» **Objectifs**:
1. Répondez aux questions suivantes à partir du texte sur les opérations policières au Venezuela, une réponse par ligne avec le même repère :
(a) Pour quel motif Daniel Ceballos a-t-il été arrêté ?
(b) Quelles sont les deux formes de troubles distinguées à Caracas ?
(c) Quel rôle les corps policiers ont-ils joué dans ce cas-ci ?
2. Reprenez le texte sur les opérations policières au Venezuela après sa dernière phrase et poursuivez-le dans le même registre.

» **Section de texte**:
-- -- --
Après avoir délogé les militants et démantelé les barricades des quartiers chauds, le président du Venezuela a ensuite ciblé les dirigeants des partis de l’opposition. Les forces de l’ordre ont donc arrêté le maire de San Cristobal, Daniel Ceballos, qui était un leader de l’opposition, pour rébellion civile. Un second chef de l’opposition et ancien maire de Chacao, Leopoldo Lopez, est actuellement détenu et accusé de complot.
Les opérations policières qui se sont tenues au Venezuela ne sont une surprise pour personne. En effet, le maintien de l’ordre est l’une des fonctions principales de tous les corps policiers. Les nombreuses manifestations politiques et émeutes qui se sont produites à travers le pays étaient des désordres manifestes et entravaient la gestion efficace du gouvernement de Maduro. Les troubles se divisaient en deux formes. Premièrement, la ville de Caracas fut le siège de désordres de type physique: poubelles et voitures incendiées, vitres brisées, rues barricadées, graffitis et débris. Elle fut, en deuxième cas, le siège d’un désordre de type comportemental: attroupements de groupes d’opposition, conduites violentes des manifestants, fabrication de bombes, apparence menaçante des opposants, etc. Toutes ces incivilités sont rapidement devenues des désordres publics et la cible du mouvement policier. Le désordre est également fondé en majeure partie sur la visibilité des comportements anormaux. Dans le cas du Venezuela, le mouvement de l’opposition s’est fait connaître à travers le monde. Les nombreuses manifestations et débordements ont donc eu une énorme visibilité. La notion d’ordre est aussi fortement associée à la qualité de vie des citoyens (paix, sécurité et esthétique de l’environnement). Cette qualité de vie des citoyens nécessite des espaces publics propres et ordonnés où il n’y a pas d’incivilité. Or, les troubles qui se sont produits à travers Chacao ont chamboulé la qualité de vie des résidents en créant un climat de violence et de terreur et en délabrant des espaces publics, et ce, durant le jour et la nuit. Puisque ces espaces publics étaient le lieu de symboles pro-oppositions, ils encourageaient la population à manifester contre l’ordre en place et à commettre certains types de crimes. C’est donc pour contrôler ces désordres manifestes et pour déloger les militants des endroits publics que le président Maduro à ordonné un déploiement des forces de l’ordre pour maîtriser la situation. Dans ce cas-ci, les corps policiers ont joué le rôle d’une haute police, puisqu’ils ont réprimé des formes de désordres qui menaçaient le fonctionnement du gouvernement de Maduro. Les nombreuses manifestations étaient donc un danger pour la stabilité de l’État (après tout, les militants luttaient pour déloger Maduro du pouvoir).
-- -- --
» **Données fournies**:
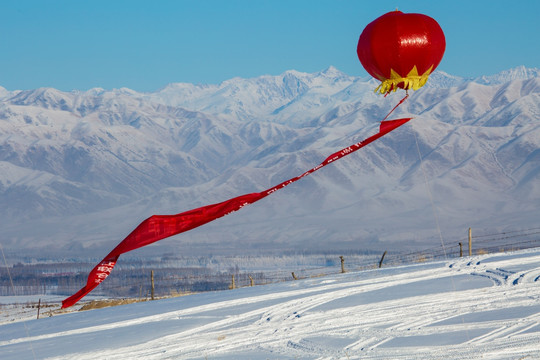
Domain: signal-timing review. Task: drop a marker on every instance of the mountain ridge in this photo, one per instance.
(79, 159)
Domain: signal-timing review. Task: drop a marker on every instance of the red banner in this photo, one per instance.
(158, 227)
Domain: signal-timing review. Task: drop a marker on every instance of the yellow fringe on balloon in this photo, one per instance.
(411, 81)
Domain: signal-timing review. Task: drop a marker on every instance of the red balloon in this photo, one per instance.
(401, 50)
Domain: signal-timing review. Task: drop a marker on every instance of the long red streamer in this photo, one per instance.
(158, 227)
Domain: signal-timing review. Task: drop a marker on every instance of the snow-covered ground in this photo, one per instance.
(480, 307)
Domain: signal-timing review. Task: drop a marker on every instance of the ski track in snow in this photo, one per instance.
(476, 307)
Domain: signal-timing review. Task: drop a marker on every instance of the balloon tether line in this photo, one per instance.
(395, 107)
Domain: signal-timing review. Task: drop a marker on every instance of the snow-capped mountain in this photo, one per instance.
(84, 168)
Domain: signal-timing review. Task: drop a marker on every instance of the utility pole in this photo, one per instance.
(470, 242)
(152, 284)
(342, 264)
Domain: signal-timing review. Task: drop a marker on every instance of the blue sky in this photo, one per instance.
(144, 45)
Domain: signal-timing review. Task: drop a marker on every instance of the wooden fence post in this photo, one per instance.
(152, 284)
(342, 264)
(470, 242)
(382, 258)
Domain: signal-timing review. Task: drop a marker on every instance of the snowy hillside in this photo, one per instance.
(481, 307)
(84, 168)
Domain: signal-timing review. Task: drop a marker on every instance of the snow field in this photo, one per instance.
(484, 306)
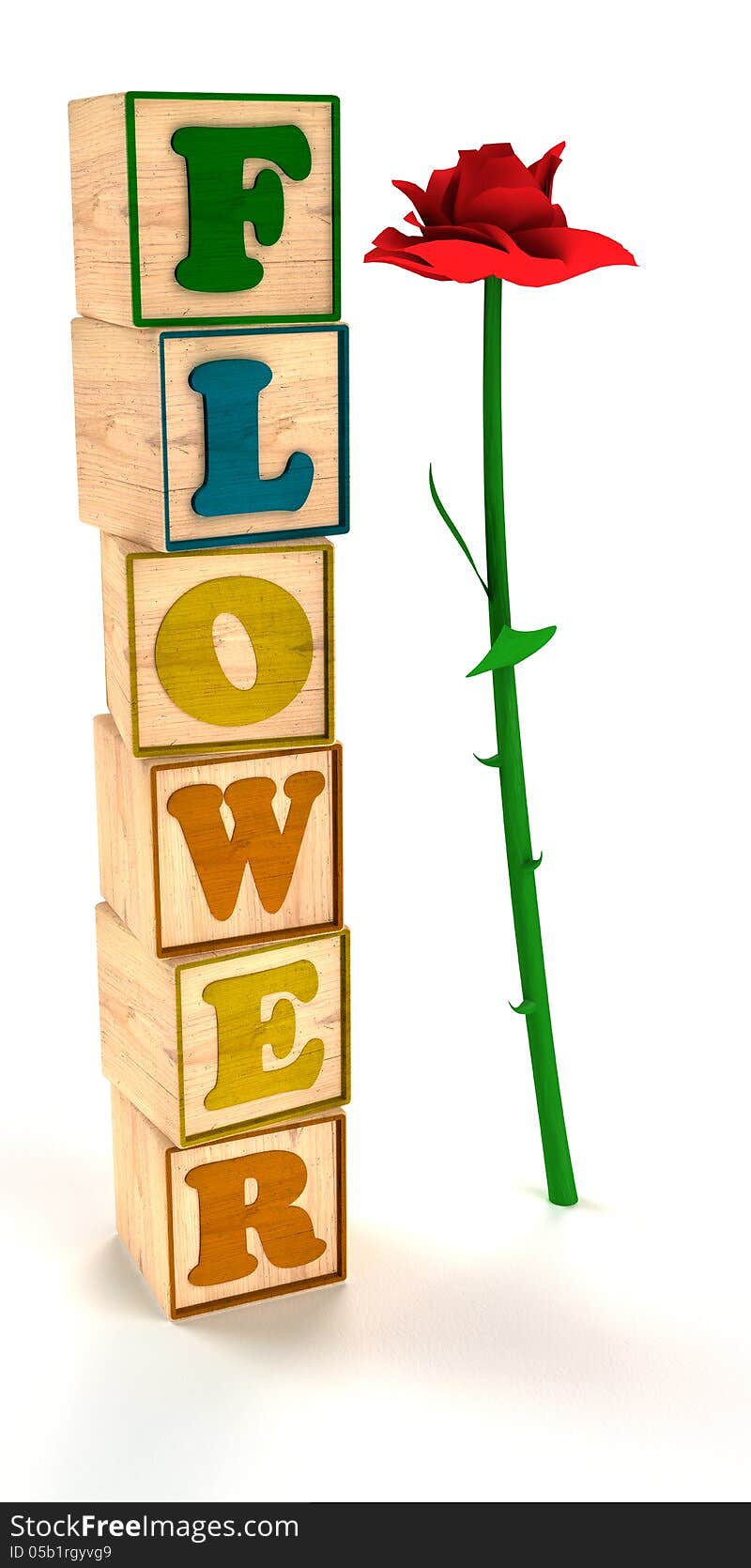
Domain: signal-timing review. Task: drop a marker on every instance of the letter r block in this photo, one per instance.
(218, 852)
(220, 650)
(198, 439)
(231, 1222)
(224, 1043)
(206, 208)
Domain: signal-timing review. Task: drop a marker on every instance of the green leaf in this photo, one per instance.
(452, 526)
(510, 648)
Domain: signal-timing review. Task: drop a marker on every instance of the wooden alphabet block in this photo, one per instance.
(196, 439)
(224, 1043)
(220, 852)
(206, 208)
(220, 650)
(231, 1222)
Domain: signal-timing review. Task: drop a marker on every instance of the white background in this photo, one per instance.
(486, 1345)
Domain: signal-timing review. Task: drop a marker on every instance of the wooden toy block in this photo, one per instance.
(220, 852)
(220, 650)
(198, 439)
(226, 1043)
(206, 208)
(233, 1222)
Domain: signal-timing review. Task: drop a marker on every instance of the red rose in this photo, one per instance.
(493, 217)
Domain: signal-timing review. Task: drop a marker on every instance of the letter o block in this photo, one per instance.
(220, 650)
(206, 208)
(231, 1222)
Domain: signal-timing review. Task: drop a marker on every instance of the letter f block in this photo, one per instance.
(206, 208)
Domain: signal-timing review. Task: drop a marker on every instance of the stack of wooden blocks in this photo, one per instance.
(212, 437)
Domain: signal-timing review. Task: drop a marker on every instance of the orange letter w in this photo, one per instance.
(256, 840)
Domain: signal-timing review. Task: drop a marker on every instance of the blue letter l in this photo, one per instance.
-- -- --
» **Résultats par tâche**:
1.
(a) Pour rébellion civile.
(b) Un désordre de type physique et un désordre de type comportemental.
(c) Celui d'une haute police.

2.
Une deuxième fonction principale des corps policiers est l’application de la loi. L’efficacité de cette fonction se mesure par le nombre d’arrestations. Bien que le gouvernement n’ait pas rendu accessible le nombre total d’arrestations, l’organisation ONG Forum pénal vénézuélienne a estimé que près de 772 personnes avaient été détenues depuis février. Donc, selon la logique de l’efficacité policière, le Venezuela s’est bien chargé de sa fonction d’application de la loi.
Malgré le devoir de la police vénézuélienne de s’occuper du maintien de l’ordre et de l’application de la loi, elle a été accusée à maintes reprises d’avoir surpassé ses droits en violant les droits de l’homme. Comme l’a admis la procureure générale du pays, Luisa Ortega Diaz, plusieurs enquêtes ont été ouvertes concernant la violation des droits des militants et au moins 70 cas de harcèlement, de menaces, de détentions arbitraires ou de vols contre des journalistes locaux et étrangers ont été enregistrés. De son côté, Alfredo Romero a déclaré à la presse que 33 cas de traitements cruels et inhumains ou de tortures avaient eu lieu durant les mois d’affrontements avec les policiers.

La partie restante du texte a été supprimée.